**MATERIAL SUPPLIED:**
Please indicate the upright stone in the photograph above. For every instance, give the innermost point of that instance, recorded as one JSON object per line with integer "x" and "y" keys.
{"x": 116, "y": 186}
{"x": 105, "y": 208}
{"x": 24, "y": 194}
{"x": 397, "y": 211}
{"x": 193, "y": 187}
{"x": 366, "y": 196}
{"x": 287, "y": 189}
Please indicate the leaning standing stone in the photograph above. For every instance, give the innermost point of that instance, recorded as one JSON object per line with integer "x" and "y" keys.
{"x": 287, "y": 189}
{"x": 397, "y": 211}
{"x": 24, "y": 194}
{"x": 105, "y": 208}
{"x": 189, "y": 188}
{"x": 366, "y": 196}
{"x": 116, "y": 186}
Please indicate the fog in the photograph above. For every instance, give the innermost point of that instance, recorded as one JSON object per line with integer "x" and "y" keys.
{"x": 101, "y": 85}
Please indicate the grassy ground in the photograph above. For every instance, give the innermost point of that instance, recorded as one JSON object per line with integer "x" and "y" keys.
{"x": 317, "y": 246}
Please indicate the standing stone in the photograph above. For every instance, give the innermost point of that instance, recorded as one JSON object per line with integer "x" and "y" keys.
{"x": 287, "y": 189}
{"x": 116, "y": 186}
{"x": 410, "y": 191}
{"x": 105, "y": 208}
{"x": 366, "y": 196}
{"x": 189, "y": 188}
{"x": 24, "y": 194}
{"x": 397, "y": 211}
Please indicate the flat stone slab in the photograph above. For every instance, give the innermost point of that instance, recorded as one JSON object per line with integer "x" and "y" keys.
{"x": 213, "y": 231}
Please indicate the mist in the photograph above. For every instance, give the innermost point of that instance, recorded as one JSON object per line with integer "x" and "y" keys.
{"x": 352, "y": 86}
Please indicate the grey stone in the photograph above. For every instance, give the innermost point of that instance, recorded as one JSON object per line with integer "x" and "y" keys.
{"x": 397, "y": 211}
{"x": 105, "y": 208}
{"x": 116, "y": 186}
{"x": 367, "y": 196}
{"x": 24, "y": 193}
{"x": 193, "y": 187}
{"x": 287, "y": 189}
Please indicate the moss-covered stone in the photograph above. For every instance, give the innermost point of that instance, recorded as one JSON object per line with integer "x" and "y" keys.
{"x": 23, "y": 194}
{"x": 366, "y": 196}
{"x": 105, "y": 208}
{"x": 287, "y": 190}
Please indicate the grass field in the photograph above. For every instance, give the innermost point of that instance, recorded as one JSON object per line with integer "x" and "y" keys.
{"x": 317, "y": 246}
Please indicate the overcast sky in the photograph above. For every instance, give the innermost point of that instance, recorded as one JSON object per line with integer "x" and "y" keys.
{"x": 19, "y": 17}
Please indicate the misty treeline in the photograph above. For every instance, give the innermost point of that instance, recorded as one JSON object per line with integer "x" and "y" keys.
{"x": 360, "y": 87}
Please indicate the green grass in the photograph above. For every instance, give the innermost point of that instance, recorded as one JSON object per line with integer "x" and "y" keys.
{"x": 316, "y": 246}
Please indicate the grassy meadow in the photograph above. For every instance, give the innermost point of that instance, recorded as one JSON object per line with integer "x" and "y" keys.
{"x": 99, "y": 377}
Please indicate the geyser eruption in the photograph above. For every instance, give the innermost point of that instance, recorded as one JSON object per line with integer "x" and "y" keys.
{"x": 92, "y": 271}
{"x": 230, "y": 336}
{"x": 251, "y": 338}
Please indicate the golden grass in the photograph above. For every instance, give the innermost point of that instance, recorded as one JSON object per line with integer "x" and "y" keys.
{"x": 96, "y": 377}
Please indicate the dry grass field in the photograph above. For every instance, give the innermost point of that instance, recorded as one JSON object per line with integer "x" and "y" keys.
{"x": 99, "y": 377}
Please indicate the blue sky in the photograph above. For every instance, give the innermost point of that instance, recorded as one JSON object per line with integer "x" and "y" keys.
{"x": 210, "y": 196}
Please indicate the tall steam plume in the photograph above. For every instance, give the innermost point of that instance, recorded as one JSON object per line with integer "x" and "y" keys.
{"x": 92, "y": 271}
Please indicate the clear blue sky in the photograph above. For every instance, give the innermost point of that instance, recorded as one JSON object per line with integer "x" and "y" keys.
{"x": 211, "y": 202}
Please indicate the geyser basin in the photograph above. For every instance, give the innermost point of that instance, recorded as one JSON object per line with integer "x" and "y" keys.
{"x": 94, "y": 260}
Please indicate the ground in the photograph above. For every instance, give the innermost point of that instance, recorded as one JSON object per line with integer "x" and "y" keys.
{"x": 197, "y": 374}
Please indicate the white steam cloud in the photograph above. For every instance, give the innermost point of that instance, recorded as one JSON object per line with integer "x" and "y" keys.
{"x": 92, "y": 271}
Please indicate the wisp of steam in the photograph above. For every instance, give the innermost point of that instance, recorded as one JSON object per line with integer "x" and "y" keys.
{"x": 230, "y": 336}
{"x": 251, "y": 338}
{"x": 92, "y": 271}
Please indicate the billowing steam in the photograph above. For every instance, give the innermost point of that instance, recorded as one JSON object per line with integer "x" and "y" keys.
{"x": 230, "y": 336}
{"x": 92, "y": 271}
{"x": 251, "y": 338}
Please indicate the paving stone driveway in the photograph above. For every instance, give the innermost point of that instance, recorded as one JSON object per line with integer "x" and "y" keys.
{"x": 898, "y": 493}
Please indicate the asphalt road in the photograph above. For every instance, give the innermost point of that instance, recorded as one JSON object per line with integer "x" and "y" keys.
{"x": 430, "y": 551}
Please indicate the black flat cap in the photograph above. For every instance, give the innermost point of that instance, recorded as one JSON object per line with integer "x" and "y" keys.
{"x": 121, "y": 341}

**WHAT TO PRODUCE:** Everything in the data above is to be given again, unchanged.

**RESPONSE BELOW:**
Please indicate the upright stone in the photograph above. For every instance, give the innermost point of that instance, recorded as one JSON object per line with integer "x" and "y" keys.
{"x": 116, "y": 186}
{"x": 105, "y": 208}
{"x": 24, "y": 194}
{"x": 397, "y": 211}
{"x": 193, "y": 187}
{"x": 366, "y": 196}
{"x": 287, "y": 189}
Please indicate the leaning standing stone in the photograph above. For every instance, give the innermost point of that instance, recorded as one JSON object per line with integer "x" and "y" keys.
{"x": 287, "y": 189}
{"x": 397, "y": 211}
{"x": 24, "y": 194}
{"x": 105, "y": 208}
{"x": 189, "y": 188}
{"x": 366, "y": 196}
{"x": 116, "y": 186}
Please indicate the fog in the photograph above. For every instance, give the innermost point of that instance, recorded as one JSON object per line with integer "x" and "y" keys.
{"x": 101, "y": 85}
Please indicate the grassy ground in the photograph above. For every instance, give the innermost point of that instance, recorded as one JSON object per line with integer "x" and "y" keys.
{"x": 317, "y": 246}
Please indicate the standing stone in the photograph above. For every instance, give the innermost point of that instance, recorded as one JSON object per line with integer "x" and "y" keys.
{"x": 287, "y": 189}
{"x": 116, "y": 186}
{"x": 410, "y": 191}
{"x": 105, "y": 208}
{"x": 366, "y": 196}
{"x": 189, "y": 188}
{"x": 24, "y": 194}
{"x": 397, "y": 211}
Please indicate the flat stone slab in the photograph above. For every instance, give the innermost point of that instance, recorded as one JSON object per line with integer "x" and "y" keys.
{"x": 213, "y": 231}
Please indicate the mist in the photograph above. For every instance, give the innermost point of that instance, recorded as one JSON object per line with integer "x" and "y" keys.
{"x": 352, "y": 86}
Please indicate the grey stone in the photograph above. For every instance, give the innermost point of that instance, recorded as one JSON object per line with integer "x" and "y" keys.
{"x": 397, "y": 211}
{"x": 105, "y": 208}
{"x": 116, "y": 186}
{"x": 367, "y": 196}
{"x": 24, "y": 193}
{"x": 193, "y": 187}
{"x": 287, "y": 189}
Please indicate the moss-covered stone in the photograph above. For every instance, give the innermost point of that instance, recorded as one JSON object per line with integer "x" and "y" keys.
{"x": 23, "y": 194}
{"x": 366, "y": 196}
{"x": 105, "y": 208}
{"x": 287, "y": 190}
Please indicate the grass field in the photograph above. For every instance, give the innermost point of that instance, recorded as one JSON object per line with integer "x" and "y" keys.
{"x": 317, "y": 246}
Please indicate the overcast sky in the photograph above. For every instance, give the innermost point of that instance, recorded as one JSON object per line with integer "x" and "y" keys.
{"x": 19, "y": 17}
Please indicate the misty treeline in the photograph above. For every instance, give the innermost point of that instance, recorded as one JSON object per line with integer "x" and "y" keys.
{"x": 360, "y": 87}
Please indicate the green grass in the photograph above. For every instance, give the innermost point of that instance, recorded as one JSON object per line with integer "x" and "y" keys.
{"x": 316, "y": 246}
Please indicate the grassy meadow in the photograph above. For every instance, give the innermost point of that instance, recorded as one JSON object per line with integer "x" and "y" keys.
{"x": 99, "y": 377}
Please indicate the geyser eruption in the photograph above. For every instance, give the innermost point of that instance, recorded as one JSON object per line with integer "x" and "y" keys.
{"x": 92, "y": 271}
{"x": 230, "y": 336}
{"x": 251, "y": 338}
Please indicate the golden grass in the photograph above. For every instance, give the innermost point of that instance, recorded as one JSON object per line with integer "x" and "y" keys.
{"x": 96, "y": 377}
Please indicate the dry grass field in the photograph above. For every instance, give the innermost point of that instance, recorded as one JSON object per line with integer "x" and "y" keys.
{"x": 99, "y": 377}
Please indicate the blue sky in the photograph above. For every instance, give the innermost point of that instance, recorded as one JSON object per line with integer "x" and "y" keys.
{"x": 210, "y": 196}
Please indicate the tall steam plume in the photograph above. For every instance, give the innermost point of that instance, recorded as one JSON object per line with integer "x" and "y" keys.
{"x": 92, "y": 271}
Please indicate the clear blue sky in the photograph above. For every instance, give the innermost point of that instance, recorded as one JSON object per line with integer "x" and "y" keys.
{"x": 211, "y": 202}
Please indicate the geyser basin in the photograph above. For every instance, give the innermost point of that instance, recorded as one JSON object per line with integer "x" and "y" keys.
{"x": 94, "y": 260}
Please indicate the ground in the photograph above. For every instance, give the innermost point of that instance, recorded as one JSON object per line with integer "x" and "y" keys.
{"x": 197, "y": 374}
Please indicate the white steam cloud in the photograph above. For every instance, give the innermost point of that instance, recorded as one JSON object per line with integer "x" and "y" keys.
{"x": 92, "y": 271}
Please indicate the wisp of steam in the photograph above. For every instance, give the innermost point of that instance, recorded as one JSON object per line with integer "x" and "y" keys.
{"x": 230, "y": 336}
{"x": 251, "y": 338}
{"x": 92, "y": 271}
Please indicate the billowing steam in the photograph above. For every instance, give the innermost point of that instance, recorded as one JSON object per line with integer "x" and "y" keys.
{"x": 230, "y": 336}
{"x": 92, "y": 271}
{"x": 251, "y": 338}
Please indicate the paving stone driveway in the photograph above. For every instance, give the innermost point of that instance, recorded as one JSON object per line with integer "x" and "y" keys.
{"x": 898, "y": 493}
Please indicate the asphalt road in the photograph above. For every instance, give the innermost point of that instance, recorded as one JSON object per line with integer "x" and "y" keys.
{"x": 430, "y": 551}
Please indicate the black flat cap in the photograph above. For every instance, give the innermost point of that instance, recorded as one JSON object per line with integer "x" and "y" keys.
{"x": 121, "y": 341}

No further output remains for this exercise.